> **Text passage**
Kulpreet Yadav (born 14 January 1968) is an Indian novelist, screenwriter and an actor. He is the author of thirteen books, including The Girl Who Loved a Pirate and The Girl Who Loved a Spy. 
The Girl Who Loved a Pirate is India's first thriller based on marine piracy and hijacking.

Biography 
Kulpreet was born in Chennai and completed graduation in Science from Nowrosjee Wadia College, Pune. He completed his post-graduation in journalism and mass communication from Amity University, Noida in 2004 and management courses from IIM, Indore, and IIM, Lucknow.

He joined the Naval Officer's Academy and served for two decades. In 2007 he was awarded the director general's Commendation for professionalism and dedication to the nation. He retired voluntarily in the rank of commandant with the Indian Coast Guard in 2014.

Kulpreet lives in Delhi with his wife Seema and daughters Leah and Jeanie.

> **What this task involves**
Decide whether each statement agrees with the Kulpreet Yadav biography, answering yes or no and quoting the exact words that settle it: 1. He was born in Pune. 2. He retired from the Indian Coast Guard in 2014. 3. He has written thirteen books.

> **Extracted material**
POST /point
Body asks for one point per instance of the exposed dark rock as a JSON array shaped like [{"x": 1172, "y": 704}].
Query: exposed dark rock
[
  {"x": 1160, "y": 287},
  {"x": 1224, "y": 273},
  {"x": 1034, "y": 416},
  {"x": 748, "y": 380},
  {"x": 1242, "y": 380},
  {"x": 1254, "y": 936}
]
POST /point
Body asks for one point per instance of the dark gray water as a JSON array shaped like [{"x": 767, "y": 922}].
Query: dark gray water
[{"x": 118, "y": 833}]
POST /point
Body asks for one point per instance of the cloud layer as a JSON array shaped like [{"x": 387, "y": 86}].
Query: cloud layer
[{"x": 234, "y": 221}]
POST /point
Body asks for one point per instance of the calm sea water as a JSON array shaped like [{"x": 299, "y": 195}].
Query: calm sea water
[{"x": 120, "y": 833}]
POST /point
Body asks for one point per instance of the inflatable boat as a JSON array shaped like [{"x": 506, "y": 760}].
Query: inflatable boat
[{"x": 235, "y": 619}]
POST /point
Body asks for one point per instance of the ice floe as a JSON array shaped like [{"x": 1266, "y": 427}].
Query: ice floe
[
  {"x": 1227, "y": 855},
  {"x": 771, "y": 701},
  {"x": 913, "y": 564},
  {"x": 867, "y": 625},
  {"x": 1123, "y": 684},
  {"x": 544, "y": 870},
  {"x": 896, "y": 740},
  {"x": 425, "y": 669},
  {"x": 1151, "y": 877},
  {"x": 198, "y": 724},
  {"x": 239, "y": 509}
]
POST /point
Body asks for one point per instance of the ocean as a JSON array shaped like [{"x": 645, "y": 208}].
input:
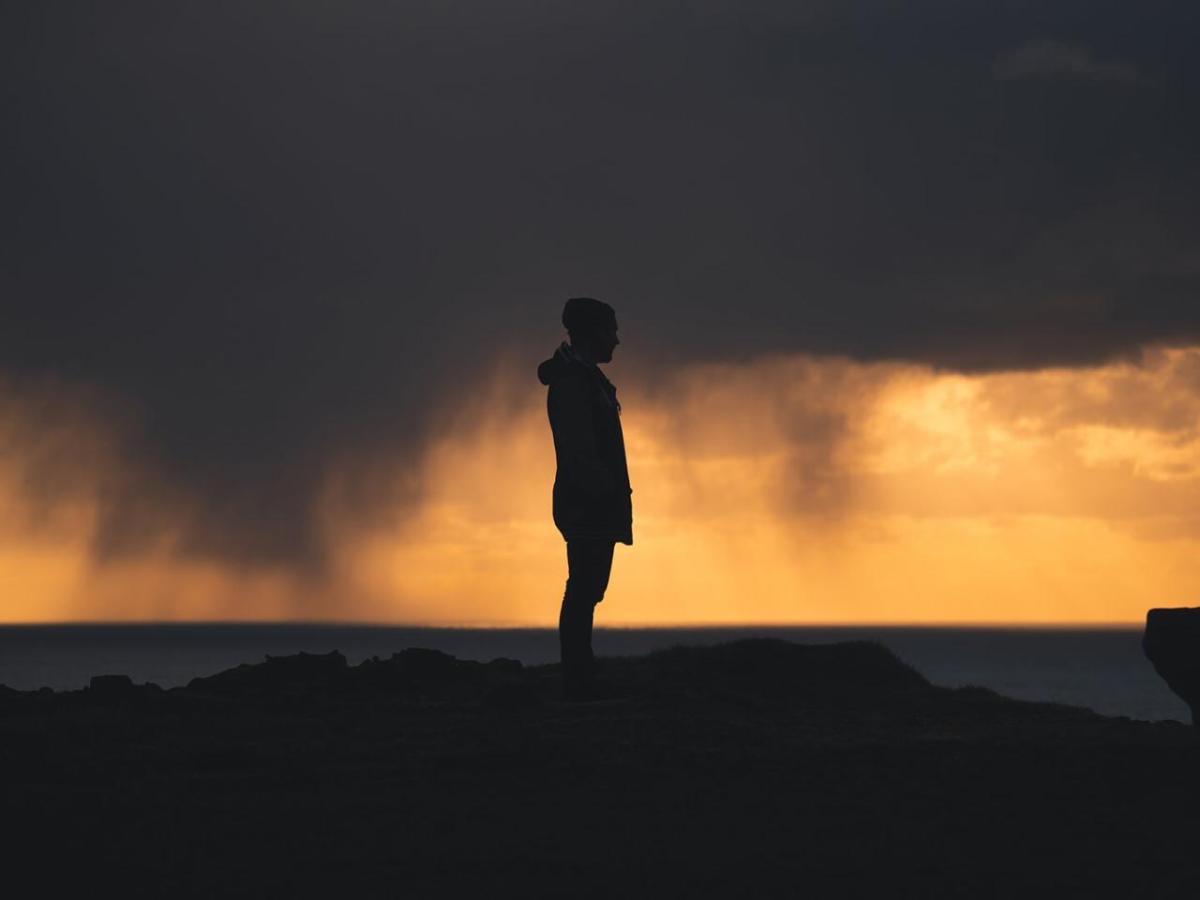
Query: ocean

> **Solution for this problem**
1. No: "Kulpreet was born in Chennai"
2. Yes: "He retired voluntarily in the rank of commandant with the Indian Coast Guard in 2014."
3. Yes: "He is the author of thirteen books"